Dataset entries:
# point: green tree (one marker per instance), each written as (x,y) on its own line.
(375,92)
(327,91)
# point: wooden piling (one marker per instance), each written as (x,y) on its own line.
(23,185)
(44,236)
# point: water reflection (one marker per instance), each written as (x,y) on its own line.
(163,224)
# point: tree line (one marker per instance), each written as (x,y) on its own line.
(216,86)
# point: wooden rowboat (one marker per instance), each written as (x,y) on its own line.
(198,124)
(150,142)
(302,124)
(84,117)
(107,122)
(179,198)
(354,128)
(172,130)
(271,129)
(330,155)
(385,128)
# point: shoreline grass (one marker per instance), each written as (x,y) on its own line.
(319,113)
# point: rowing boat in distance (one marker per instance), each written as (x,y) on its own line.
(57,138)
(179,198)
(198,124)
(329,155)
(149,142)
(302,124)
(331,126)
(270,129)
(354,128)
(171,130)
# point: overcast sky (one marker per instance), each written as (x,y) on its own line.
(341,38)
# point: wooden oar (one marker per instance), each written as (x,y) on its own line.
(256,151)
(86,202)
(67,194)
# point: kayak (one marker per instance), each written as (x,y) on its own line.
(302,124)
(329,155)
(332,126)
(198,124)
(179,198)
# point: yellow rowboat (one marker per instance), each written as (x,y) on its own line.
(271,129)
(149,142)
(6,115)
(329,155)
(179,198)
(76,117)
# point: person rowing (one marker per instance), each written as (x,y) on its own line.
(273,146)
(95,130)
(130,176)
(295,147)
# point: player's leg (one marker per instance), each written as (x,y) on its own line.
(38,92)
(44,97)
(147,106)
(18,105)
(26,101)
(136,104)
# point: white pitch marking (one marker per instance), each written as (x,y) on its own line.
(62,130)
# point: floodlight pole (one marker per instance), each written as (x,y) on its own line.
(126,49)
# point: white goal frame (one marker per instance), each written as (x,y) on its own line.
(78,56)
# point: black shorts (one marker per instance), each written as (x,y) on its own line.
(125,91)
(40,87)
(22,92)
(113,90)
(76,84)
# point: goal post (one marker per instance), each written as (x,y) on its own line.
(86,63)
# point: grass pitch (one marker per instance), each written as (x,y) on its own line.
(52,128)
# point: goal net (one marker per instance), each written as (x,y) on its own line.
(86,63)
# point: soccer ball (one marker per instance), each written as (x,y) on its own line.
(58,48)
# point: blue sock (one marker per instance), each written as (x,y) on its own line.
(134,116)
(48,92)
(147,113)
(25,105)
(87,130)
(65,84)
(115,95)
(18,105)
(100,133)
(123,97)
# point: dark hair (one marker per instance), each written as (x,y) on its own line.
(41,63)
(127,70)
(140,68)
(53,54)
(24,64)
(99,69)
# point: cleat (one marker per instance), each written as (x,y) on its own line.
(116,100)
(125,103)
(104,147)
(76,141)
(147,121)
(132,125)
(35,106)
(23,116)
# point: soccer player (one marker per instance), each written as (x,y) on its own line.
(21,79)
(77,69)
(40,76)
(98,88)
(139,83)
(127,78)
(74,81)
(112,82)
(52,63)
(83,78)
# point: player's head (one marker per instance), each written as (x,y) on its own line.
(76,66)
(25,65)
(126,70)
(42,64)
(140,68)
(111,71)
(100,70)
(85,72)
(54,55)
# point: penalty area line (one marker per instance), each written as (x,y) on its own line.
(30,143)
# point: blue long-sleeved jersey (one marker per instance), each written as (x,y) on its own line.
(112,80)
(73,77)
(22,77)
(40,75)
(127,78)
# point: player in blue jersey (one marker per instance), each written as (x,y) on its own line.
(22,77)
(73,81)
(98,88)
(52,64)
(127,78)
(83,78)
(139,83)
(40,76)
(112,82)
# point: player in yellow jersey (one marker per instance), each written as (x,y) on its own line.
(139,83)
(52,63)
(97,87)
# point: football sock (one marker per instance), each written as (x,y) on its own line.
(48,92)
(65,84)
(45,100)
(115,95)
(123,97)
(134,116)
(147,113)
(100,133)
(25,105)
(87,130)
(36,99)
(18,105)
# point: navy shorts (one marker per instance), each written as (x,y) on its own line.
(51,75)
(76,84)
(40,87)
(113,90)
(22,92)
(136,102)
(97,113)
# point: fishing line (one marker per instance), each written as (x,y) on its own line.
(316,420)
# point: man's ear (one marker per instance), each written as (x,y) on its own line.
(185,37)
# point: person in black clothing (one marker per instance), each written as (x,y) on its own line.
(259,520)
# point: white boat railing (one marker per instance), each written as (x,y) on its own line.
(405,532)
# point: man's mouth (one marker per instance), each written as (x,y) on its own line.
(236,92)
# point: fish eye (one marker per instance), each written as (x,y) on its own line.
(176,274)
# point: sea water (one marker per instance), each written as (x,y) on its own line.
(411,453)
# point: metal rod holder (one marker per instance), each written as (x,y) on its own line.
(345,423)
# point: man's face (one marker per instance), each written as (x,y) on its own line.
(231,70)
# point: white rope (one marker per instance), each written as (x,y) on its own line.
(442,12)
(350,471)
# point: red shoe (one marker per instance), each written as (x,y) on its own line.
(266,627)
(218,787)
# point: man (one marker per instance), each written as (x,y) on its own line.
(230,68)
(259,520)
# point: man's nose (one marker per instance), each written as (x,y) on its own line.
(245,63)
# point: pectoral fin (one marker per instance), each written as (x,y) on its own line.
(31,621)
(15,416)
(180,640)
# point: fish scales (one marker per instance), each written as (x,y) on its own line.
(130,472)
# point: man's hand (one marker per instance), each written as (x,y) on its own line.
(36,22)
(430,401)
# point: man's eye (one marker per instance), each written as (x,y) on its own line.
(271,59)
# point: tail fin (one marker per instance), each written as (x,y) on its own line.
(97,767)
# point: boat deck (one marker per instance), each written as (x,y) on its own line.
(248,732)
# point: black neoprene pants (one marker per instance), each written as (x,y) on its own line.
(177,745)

What you will do: Set down every record above, word for word.

Response below:
# point: green tree (one marker per instance), each written as (x,y) on its own line.
(375,92)
(327,91)
# point: wooden piling (one marker per instance), each written as (x,y) on its own line.
(23,185)
(44,236)
# point: water reflection (one marker per instance), each written as (x,y) on its own line.
(163,224)
# point: tree line (one marker per instance), each written as (x,y) on its own line.
(216,86)
# point: wooden rowboat (one marker per instance), each written as (x,y) on its own line.
(198,124)
(150,142)
(302,124)
(84,117)
(107,122)
(179,198)
(354,128)
(172,130)
(271,129)
(330,155)
(385,128)
# point: shoreline grass (one marker per instance), each written as (x,y) on its own line.
(319,113)
# point: rowing boat in distance (one marker per instance), each written as (x,y) on its own line.
(57,138)
(179,198)
(198,124)
(329,155)
(149,142)
(302,124)
(331,126)
(270,129)
(354,128)
(171,130)
# point: overcast sky (one marker per instance), each written as (x,y) on its own line.
(341,38)
# point: wooden oar (one marker per instance), each written as (x,y) on its own line.
(256,151)
(86,202)
(67,194)
# point: kayak (one marker per instance), each written as (x,y) on its own line.
(302,124)
(329,155)
(332,126)
(198,124)
(179,198)
# point: yellow rowboat (one marker per instance), each written as (x,y) on its own line.
(271,129)
(149,142)
(6,115)
(329,155)
(179,198)
(76,117)
# point: person rowing (one marker per instance), each written as (x,y) on its own line.
(273,146)
(95,130)
(130,176)
(295,147)
# point: player's leg (one marker per instance), each written as (x,y) on its own line.
(38,92)
(44,97)
(147,106)
(18,105)
(26,101)
(136,104)
# point: white pitch marking (one marker per instance), each written as (x,y) on its own line.
(62,130)
# point: floodlight pole (one marker per instance), each written as (x,y) on its own line.
(126,49)
# point: white goal frame (one marker per instance), each written as (x,y) on its own line.
(78,56)
# point: black shorts (one marker per instance), each written as (x,y) on its own line.
(125,91)
(40,87)
(22,92)
(113,90)
(76,84)
# point: goal post (one marker per instance), each written as (x,y) on its own line.
(86,63)
# point: grass pitch (one marker per instance), each written as (x,y) on its own line.
(52,128)
# point: goal net (one marker per instance), each written as (x,y) on its own line.
(86,63)
# point: soccer ball (one marker per instance), each written as (x,y) on its own line.
(58,48)
# point: blue sock (one marker per instance), each written as (x,y) on its own line.
(134,116)
(48,92)
(147,113)
(25,105)
(87,130)
(65,84)
(115,95)
(18,105)
(100,133)
(123,97)
# point: dark hair (one marker per instance), each written as (x,y) on its own line.
(41,63)
(127,70)
(140,68)
(53,54)
(24,64)
(99,69)
# point: cleat (one marker per instance), each written as (x,y) on its own line.
(116,100)
(125,103)
(104,147)
(76,141)
(147,121)
(132,125)
(35,106)
(23,116)
# point: soccer player (one marker per instance), each written as (x,y) on its own line.
(21,79)
(77,69)
(40,76)
(98,88)
(139,83)
(127,78)
(74,81)
(112,82)
(52,63)
(83,78)
# point: player's head (one marker per instance), each written as (x,y) on its own line.
(76,66)
(25,65)
(126,70)
(42,64)
(140,68)
(111,71)
(100,70)
(85,72)
(54,55)
# point: penalty area line (one marker per instance), each written as (x,y) on its own line.
(30,143)
# point: blue long-sleeved jersey (one marker per instance), each written as (x,y) on its own line.
(112,80)
(73,77)
(22,77)
(40,75)
(127,78)
# point: player in blue jersey (one marker per instance), each written as (x,y) on its own line.
(22,77)
(73,81)
(98,88)
(52,64)
(127,78)
(83,78)
(139,83)
(40,76)
(112,82)
# point: player in yellow jersey (one marker per instance), each written as (x,y) on its own line.
(139,83)
(52,63)
(97,87)
# point: football sock (one marker per instance), each written as (x,y) on its own line.
(48,92)
(65,84)
(45,100)
(115,95)
(123,97)
(134,116)
(147,113)
(100,133)
(25,105)
(87,130)
(36,99)
(18,105)
# point: navy shorts (one marker per instance), each written as (x,y) on its own line.
(51,75)
(76,84)
(40,87)
(113,90)
(22,92)
(136,102)
(97,113)
# point: fishing line (one marker per instance), each written as (x,y) on its own line.
(316,420)
# point: man's ear (one marker per instance), each written as (x,y) on its own line.
(185,37)
# point: person in black clothing (one marker per instance), each written as (x,y) on its own line.
(259,520)
# point: white boat railing (one marker per instance), each written as (x,y) on its own line.
(405,532)
# point: man's mouth (one marker per instance), each written as (x,y) on its own line.
(236,92)
# point: fish eye (one marker per instance), each written as (x,y) on its own line.
(176,274)
# point: sea water (one marker per instance), each written as (x,y) on its own line.
(411,453)
# point: metal rod holder (one marker per instance), each written as (x,y) on its own line.
(345,423)
# point: man's face (one marker per instance), each written as (x,y) on its own line.
(231,70)
# point: white rope (one marker per instance), each written as (x,y) on its own line.
(442,12)
(350,471)
# point: red shoe (one marker per instance), each written as (x,y) on its own line.
(266,627)
(218,787)
# point: man (one marker per instance), each written as (x,y) on its own line.
(230,68)
(259,520)
# point: man's nose (one marker per instance), each written as (x,y) on its own line.
(245,63)
# point: pectoral fin (one marker per instance), each written as (x,y) on its own line.
(31,621)
(15,416)
(180,640)
# point: fish scales (one marker per instance), each written as (x,y) on its own line.
(130,472)
# point: man's hand (one marker per instance), each written as (x,y) on its own line.
(36,22)
(430,401)
# point: man's eye (one marker per instance), each written as (x,y) on its own line.
(271,59)
# point: tail fin (one marker per instance), each written as (x,y) on its own line.
(97,767)
# point: boat deck (one marker per instance), each written as (x,y) on its own line.
(248,732)
# point: black neoprene pants (one marker per instance), each written as (x,y) on its own line.
(177,745)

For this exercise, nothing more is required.